▸ Tasks:
A. Translate into Spanish this sentence from the passage on TRAP sequence: "It is believed to be caused by an abnormality occurring during the splitting of the egg in cases of monozygotic twins."
B. Answer these questions from the passage on TRAP sequence.
(i) In what fraction of all pregnancies does the condition occur?
(ii) Without treatment, approximately what percentage of pump twins die?
(iii) What is the condition believed to be caused by?
C. Write what comes next in the passage on TRAP sequence, picking up after its final sentence.

▸ Extract:
━━━━━━
Last Updated：28 4月. 2014
Twin reversed arterial perfusion sequence (TRAP sequence) is also known as “acardiac twin”, and is a specialized condition that occurs only in monochorionic twin fetuses, in 1/35,000 of all pregnancies. The condition occurs when one twin develops normally, but the other twin has no heart due to developmental anomalies. Since in monochorionic twin fetuses both twins are connected to the placenta by their own blood vessels, the twin with the heart (the pump twin) supplies blood to the acardiac twin via the anastomotic vessels of the placenta and the umbilical artery, resulting in a situation in which the pump twin is effectively raising the acardiac twin. For this reason, the acardius grows large, causing the blood flow to increase within the acardius such that the burden on the heart of the pump twin grows even further, to the point where the pump fetus experiences cardiac failure. If the situation continues to this point, the pump twin produces an increased quantity of urine, leading to polyhydramnios, which can cause rupture of membrane or the onset of labor, as well as fetal edema caused by cardiac failure. Without treatment, it is extremely difficult to rescue the pump twin, who would otherwise develop healthily, and approximately 50-75% die. As a result, this condition is a particularly strong candidate for fetal therapy1).
It is believed to be caused by an abnormality occurring during the splitting of the egg in cases of monozygotic twins.
━━━━━━
▸ Excerpted records:

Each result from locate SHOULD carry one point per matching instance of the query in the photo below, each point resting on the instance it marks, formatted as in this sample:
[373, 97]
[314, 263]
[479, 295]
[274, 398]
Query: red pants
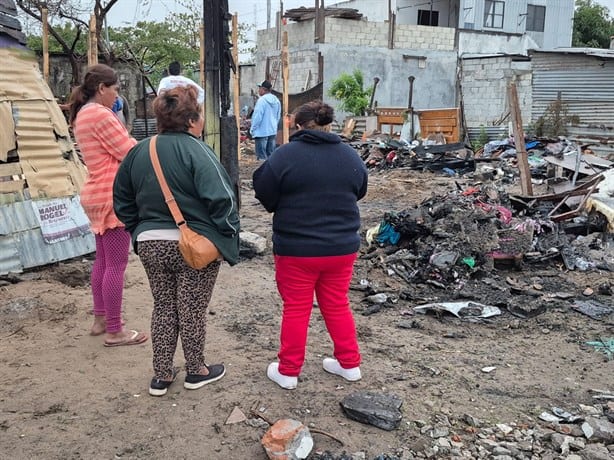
[329, 277]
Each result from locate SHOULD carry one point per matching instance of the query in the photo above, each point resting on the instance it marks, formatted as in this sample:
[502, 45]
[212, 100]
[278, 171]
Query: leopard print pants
[181, 298]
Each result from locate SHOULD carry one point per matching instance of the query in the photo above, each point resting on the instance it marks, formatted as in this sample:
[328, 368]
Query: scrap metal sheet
[21, 78]
[7, 130]
[40, 156]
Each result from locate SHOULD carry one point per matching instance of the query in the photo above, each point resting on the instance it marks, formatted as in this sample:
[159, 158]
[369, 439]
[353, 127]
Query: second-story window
[428, 18]
[536, 17]
[493, 14]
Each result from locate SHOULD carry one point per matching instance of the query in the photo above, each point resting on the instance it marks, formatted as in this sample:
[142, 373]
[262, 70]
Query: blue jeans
[264, 146]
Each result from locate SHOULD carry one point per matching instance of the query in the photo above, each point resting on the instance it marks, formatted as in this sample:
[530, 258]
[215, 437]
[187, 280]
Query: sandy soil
[65, 396]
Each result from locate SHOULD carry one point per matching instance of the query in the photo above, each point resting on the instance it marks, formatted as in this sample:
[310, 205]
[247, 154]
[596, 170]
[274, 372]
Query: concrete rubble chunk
[377, 409]
[251, 244]
[287, 439]
[596, 452]
[600, 429]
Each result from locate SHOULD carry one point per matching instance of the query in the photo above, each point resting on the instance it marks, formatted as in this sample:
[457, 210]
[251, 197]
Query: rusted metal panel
[582, 81]
[37, 160]
[22, 245]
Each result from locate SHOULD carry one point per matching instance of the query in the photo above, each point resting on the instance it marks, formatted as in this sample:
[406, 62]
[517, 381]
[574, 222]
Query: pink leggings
[329, 277]
[112, 250]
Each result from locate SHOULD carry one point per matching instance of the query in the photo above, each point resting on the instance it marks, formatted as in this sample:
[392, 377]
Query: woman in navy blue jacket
[312, 185]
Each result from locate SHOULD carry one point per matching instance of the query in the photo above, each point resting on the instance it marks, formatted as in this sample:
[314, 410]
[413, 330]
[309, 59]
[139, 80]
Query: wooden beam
[92, 56]
[235, 80]
[44, 18]
[521, 150]
[285, 69]
[201, 68]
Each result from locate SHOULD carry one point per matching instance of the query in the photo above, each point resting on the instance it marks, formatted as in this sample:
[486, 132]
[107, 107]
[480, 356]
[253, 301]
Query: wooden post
[521, 151]
[44, 12]
[285, 68]
[202, 76]
[235, 80]
[92, 57]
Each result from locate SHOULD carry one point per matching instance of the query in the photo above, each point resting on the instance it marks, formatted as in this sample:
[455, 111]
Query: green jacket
[200, 185]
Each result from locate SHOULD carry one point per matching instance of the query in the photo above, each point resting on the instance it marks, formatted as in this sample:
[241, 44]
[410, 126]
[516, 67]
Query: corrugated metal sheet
[22, 245]
[45, 164]
[494, 133]
[601, 139]
[585, 84]
[21, 79]
[40, 155]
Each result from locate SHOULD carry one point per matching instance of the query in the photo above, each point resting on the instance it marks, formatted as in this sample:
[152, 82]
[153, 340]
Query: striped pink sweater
[104, 142]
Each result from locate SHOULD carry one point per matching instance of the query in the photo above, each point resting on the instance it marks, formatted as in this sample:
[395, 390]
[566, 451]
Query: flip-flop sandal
[135, 339]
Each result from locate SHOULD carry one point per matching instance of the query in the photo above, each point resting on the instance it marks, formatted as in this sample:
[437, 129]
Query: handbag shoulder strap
[168, 195]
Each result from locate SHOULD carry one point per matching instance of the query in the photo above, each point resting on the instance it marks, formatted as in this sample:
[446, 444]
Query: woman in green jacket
[204, 194]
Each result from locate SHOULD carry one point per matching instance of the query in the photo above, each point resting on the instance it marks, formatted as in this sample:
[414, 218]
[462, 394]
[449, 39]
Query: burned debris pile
[453, 245]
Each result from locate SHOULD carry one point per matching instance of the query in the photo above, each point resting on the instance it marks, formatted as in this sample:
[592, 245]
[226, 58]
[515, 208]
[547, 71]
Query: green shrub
[348, 88]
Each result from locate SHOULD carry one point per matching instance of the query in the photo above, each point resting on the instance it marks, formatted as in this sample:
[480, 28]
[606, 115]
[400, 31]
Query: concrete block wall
[484, 89]
[356, 33]
[300, 34]
[424, 37]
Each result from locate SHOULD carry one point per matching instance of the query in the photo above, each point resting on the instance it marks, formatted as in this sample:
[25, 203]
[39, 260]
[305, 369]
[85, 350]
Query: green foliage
[154, 45]
[481, 140]
[592, 25]
[555, 120]
[69, 34]
[348, 88]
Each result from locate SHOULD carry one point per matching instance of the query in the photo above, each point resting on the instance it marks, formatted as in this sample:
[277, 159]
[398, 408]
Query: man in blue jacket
[265, 120]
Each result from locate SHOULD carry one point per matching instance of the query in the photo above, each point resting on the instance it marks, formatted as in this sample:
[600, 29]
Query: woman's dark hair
[314, 115]
[95, 75]
[176, 108]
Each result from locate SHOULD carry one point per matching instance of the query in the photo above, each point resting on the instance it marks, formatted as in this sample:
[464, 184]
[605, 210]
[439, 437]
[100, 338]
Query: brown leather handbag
[197, 250]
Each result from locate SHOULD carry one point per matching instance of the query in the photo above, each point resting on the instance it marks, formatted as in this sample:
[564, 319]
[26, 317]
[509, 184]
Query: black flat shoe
[195, 381]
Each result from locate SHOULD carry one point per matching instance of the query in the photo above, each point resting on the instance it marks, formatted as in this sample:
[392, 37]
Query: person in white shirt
[175, 79]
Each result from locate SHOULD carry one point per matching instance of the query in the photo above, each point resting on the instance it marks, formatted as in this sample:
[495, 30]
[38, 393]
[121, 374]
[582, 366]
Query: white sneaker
[284, 381]
[332, 365]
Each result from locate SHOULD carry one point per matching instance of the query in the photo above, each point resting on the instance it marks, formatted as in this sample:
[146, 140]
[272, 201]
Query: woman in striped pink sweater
[104, 142]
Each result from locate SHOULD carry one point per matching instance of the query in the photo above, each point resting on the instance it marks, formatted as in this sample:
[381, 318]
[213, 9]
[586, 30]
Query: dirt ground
[65, 396]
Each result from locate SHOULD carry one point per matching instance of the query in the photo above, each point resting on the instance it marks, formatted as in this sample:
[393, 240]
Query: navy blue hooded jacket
[312, 185]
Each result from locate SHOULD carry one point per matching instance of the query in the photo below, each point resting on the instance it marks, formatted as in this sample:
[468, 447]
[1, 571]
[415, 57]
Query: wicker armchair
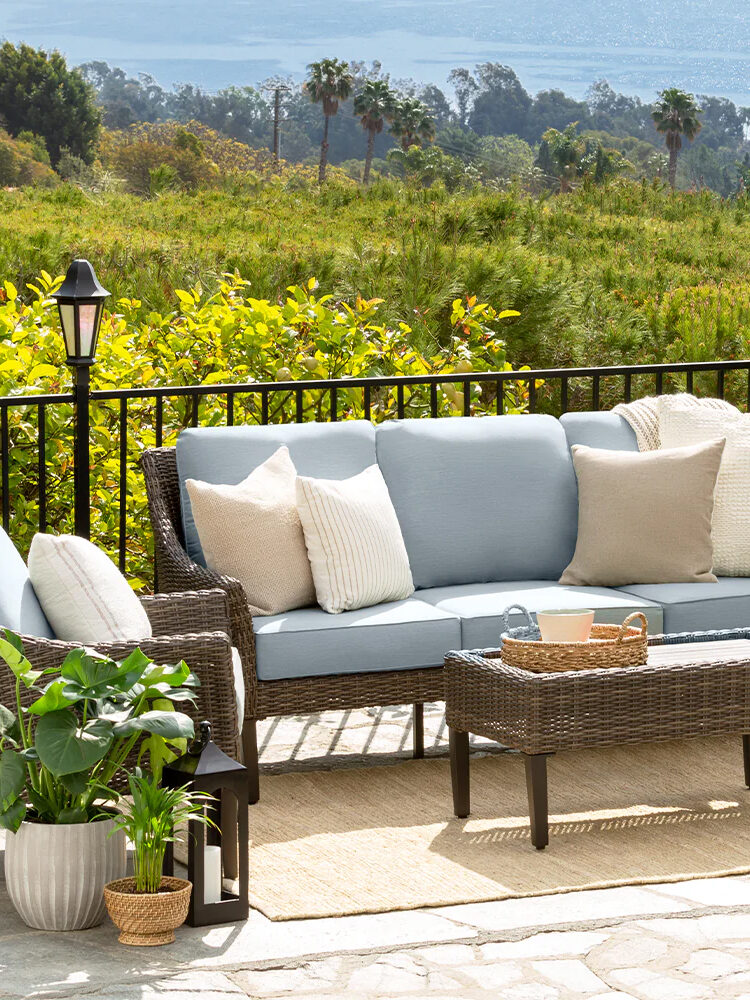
[300, 696]
[191, 627]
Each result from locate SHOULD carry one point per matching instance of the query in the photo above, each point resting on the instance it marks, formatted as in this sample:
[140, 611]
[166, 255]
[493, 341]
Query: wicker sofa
[488, 510]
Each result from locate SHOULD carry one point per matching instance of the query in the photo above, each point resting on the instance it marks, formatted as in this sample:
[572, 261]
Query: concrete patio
[681, 941]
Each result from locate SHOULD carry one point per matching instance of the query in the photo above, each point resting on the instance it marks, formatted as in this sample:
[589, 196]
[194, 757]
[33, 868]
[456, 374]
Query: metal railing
[33, 456]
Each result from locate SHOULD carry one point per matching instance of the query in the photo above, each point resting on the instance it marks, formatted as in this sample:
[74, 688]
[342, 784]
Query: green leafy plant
[149, 818]
[60, 753]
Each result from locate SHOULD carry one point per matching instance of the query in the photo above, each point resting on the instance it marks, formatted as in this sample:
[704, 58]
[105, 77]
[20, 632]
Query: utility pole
[277, 91]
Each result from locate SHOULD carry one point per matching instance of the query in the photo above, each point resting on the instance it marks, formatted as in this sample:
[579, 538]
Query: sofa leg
[418, 724]
[250, 759]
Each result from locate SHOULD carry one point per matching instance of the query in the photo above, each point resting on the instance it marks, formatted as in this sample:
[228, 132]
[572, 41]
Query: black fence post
━━━━━━
▸ Written answers:
A. Se cree que está causada por una anomalía que ocurre durante la división del óvulo en los casos de gemelos monocigóticos.

B.
(i) 1/35,000 of all pregnancies.
(ii) Approximately 50-75%.
(iii) An abnormality occurring during the splitting of the egg in cases of monozygotic twins.

C.
TRAP sequence is diagnosed using an ultrasound examination. A diagnosis is reached by confirming blood flow to the acardiac fetus via the umbilical cord. The examination finds no heartbeat in the acardius and as a result, in early pregnancy, care should be taken because the diagnosis can simply be fetal death in one of the twins. In such cases, acardius is only diagnosed when it is noted that the twin supposed to be dead is in fact growing as the pregnancy progresses. At the same time, from mid-pregnancy onwards, the condition is sometimes diagnosed from the particular shape of the acardiac fetus. Since reports suggest that 9% of pump twins have concomitant chromosomal abnormalities2), not only the cardiac function of the pump twin, but also the presence or otherwise of other formational anomalies should be closely studied.
There is still no consistent opinion with regard to which type of TRAP sequence cases require fetal therapy; however, in general, it is considered necessary where symptoms of cardiac failure or polyhydramnios are noted in the pump twin, or where the acardiac twin is noticeably bigger than the pump twin. At the same time, some are of the opinion that, if less invasive therapies are possible, all cases of TRAP sequence should be treated, regardless of their level of severity3).
Various reports have been made of fetal therapy methods for TRAP sequence4)-6). From the perspective of completely improving the condition, the major treatment methods involve using a range of methods to occlude blood flow from the pump twin. Broadly divided, there are two types of methods for occluding blood flow. The first is to occlude the blood flow from the umbilical cord7)-10), while the second is to occlude the blood flow within the acardiac fetus 3)11)-14). Occluding blood flow within the acardiac fetus using radio waves is low-impact and can be implemented using a relatively simple technique. As a result, it is providing increasingly positive results in treatment and has become the main technique currently used in Japan (Fig. 1).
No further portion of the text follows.